- _SUPPLIED DATA_:
____
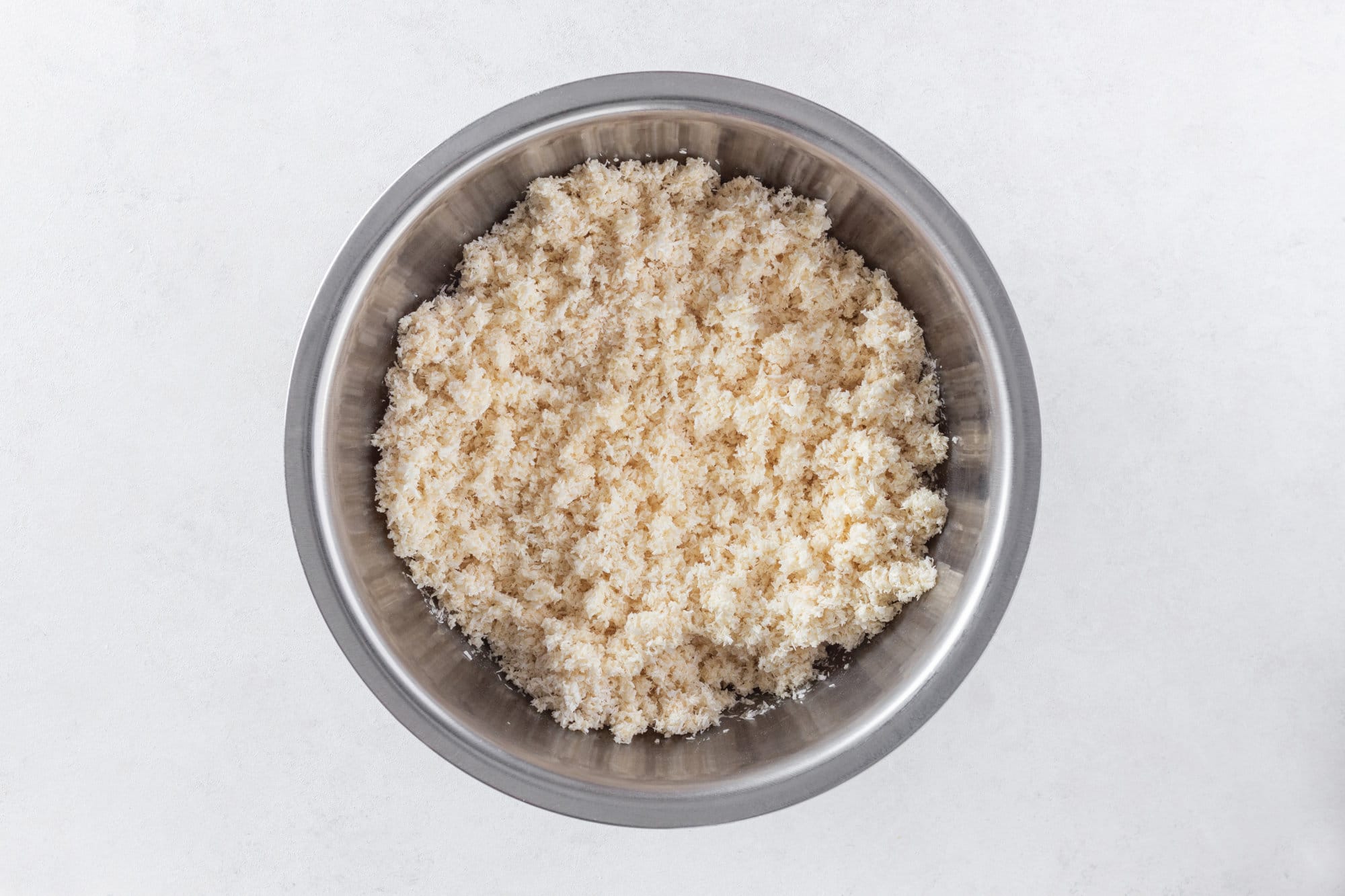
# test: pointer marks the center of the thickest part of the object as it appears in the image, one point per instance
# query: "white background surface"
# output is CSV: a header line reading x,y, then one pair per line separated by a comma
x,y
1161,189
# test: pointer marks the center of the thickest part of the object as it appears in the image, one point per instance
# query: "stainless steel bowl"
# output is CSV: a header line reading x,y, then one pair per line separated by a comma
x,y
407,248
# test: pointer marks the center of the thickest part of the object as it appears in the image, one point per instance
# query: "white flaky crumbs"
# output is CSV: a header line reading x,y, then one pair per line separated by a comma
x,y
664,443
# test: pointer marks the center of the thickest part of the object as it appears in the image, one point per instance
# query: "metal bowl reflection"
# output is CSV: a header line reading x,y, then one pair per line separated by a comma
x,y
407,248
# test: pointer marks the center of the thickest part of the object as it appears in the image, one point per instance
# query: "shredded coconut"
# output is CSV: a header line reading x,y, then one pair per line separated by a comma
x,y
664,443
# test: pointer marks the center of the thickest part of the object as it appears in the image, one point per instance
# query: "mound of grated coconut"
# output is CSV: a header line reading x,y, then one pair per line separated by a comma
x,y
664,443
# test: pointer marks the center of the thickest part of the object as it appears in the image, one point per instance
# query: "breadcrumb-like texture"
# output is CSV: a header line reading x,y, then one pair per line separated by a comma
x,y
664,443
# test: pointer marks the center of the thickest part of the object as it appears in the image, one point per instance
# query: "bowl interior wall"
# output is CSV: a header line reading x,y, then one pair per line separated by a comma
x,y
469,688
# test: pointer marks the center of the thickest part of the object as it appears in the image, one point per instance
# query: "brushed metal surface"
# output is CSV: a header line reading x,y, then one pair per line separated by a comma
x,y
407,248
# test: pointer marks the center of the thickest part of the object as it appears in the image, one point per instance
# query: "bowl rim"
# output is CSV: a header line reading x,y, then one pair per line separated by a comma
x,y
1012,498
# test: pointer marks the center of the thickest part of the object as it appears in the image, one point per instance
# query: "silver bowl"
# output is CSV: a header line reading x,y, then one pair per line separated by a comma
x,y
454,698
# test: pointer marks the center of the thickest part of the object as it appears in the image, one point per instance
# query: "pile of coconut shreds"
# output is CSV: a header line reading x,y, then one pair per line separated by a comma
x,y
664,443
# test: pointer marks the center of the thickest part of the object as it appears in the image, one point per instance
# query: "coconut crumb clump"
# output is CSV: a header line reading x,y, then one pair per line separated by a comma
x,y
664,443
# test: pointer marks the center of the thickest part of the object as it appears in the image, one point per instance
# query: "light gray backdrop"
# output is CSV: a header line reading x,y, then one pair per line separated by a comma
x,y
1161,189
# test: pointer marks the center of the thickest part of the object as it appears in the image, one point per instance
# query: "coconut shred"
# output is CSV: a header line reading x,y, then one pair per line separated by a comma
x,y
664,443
____
- _TASK BRIEF_: Set down the material again exactly. Don't carry over any pictures.

- _OUTPUT OF THE TASK_:
# test: pointer marks the center of the thickest part of the object as it appears in the image, one point per instance
# query: "white background surface"
# output is CSV: a header line reading x,y, then one pair per line separated by a comma
x,y
1161,189
# test: pointer marks the center of the thickest part of the object as it appears in the image, one point per instance
# query: "stainless steel bowl"
# output is CSV: a header line reading x,y, then one pair per line separated by a comma
x,y
407,248
# test: pointer marks the center of the thickest part of the object as it appears in the image, one point per instance
# query: "white flaky crumbs"
# output is CSV: a header line reading x,y, then one pair per line separated by a comma
x,y
664,443
# test: pointer marks the center of the thickest part of the object as it appears in the image, one point per instance
# query: "metal bowl reflection"
# output is CSV: a header line reading x,y, then one pair per line separated by a comma
x,y
407,248
# test: pointer marks the center of the thickest part of the object as it appears in the image, one point per instance
# query: "shredded coconut"
# output is CSV: a header line reading x,y, then one pair per line separated by a comma
x,y
664,443
# test: pointer marks the center of the thickest part of the object as it appears in the image, one point per instance
# query: "mound of grated coconut"
# output is CSV: a header line reading x,y, then one pair per line separated by a comma
x,y
664,443
# test: pointer marks the center of the thickest part of the object as it appears in the image, one point per instance
# query: "breadcrumb-like texture"
# output is CSV: a header line reading x,y, then one pair per line separated by a comma
x,y
664,443
# test: pointer marks the center of the thickest part of the object as it appears in the image, one point per instance
# query: "bowl interior wall"
# output is CSV: a header line reading x,y, then one pair per line separated by a comma
x,y
469,688
# test: pointer marks the center of the thickest part of the object as it appears in the image, one point per instance
# query: "brushed metal surface"
# output is CSV: a header line reading x,y, then one pair per line separated by a comma
x,y
407,248
# test: pointer marks the center of the thickest part of the object as it appears in the image, one point per instance
# query: "bowl rim"
# output is CSV: a header line reading x,y, then one pair per line separated by a comma
x,y
1012,498
# test: pointer marks the center of the thickest part of the object as it appears in the image, one point per instance
# query: "silver bowl"
# output is CSV: a header line reading x,y, then one pair per line separated by a comma
x,y
454,698
# test: pointer marks the center of the thickest part of the object as it appears in the image, one point per instance
# query: "pile of coconut shreds"
# output is CSV: a header line reading x,y, then one pair per line separated by a comma
x,y
664,443
# test: pointer marks the center of the thickest part of the object as it appears in the image, one point per instance
# query: "coconut crumb clump"
# output is CSV: a header line reading x,y, then one pair per line separated by a comma
x,y
664,443
# test: pointer marks the center of the thickest part of the object as it appears in the image, one point per instance
# query: "light gray backdrop"
# output is CSV: a header line reading x,y, then one pair per line separated by a comma
x,y
1161,189
# test: pointer marks the center of the thickest part of the object as it appears in the image, one point per instance
# query: "coconut shred"
# output is CSV: a header line reading x,y, then one pair per line separated by a comma
x,y
664,443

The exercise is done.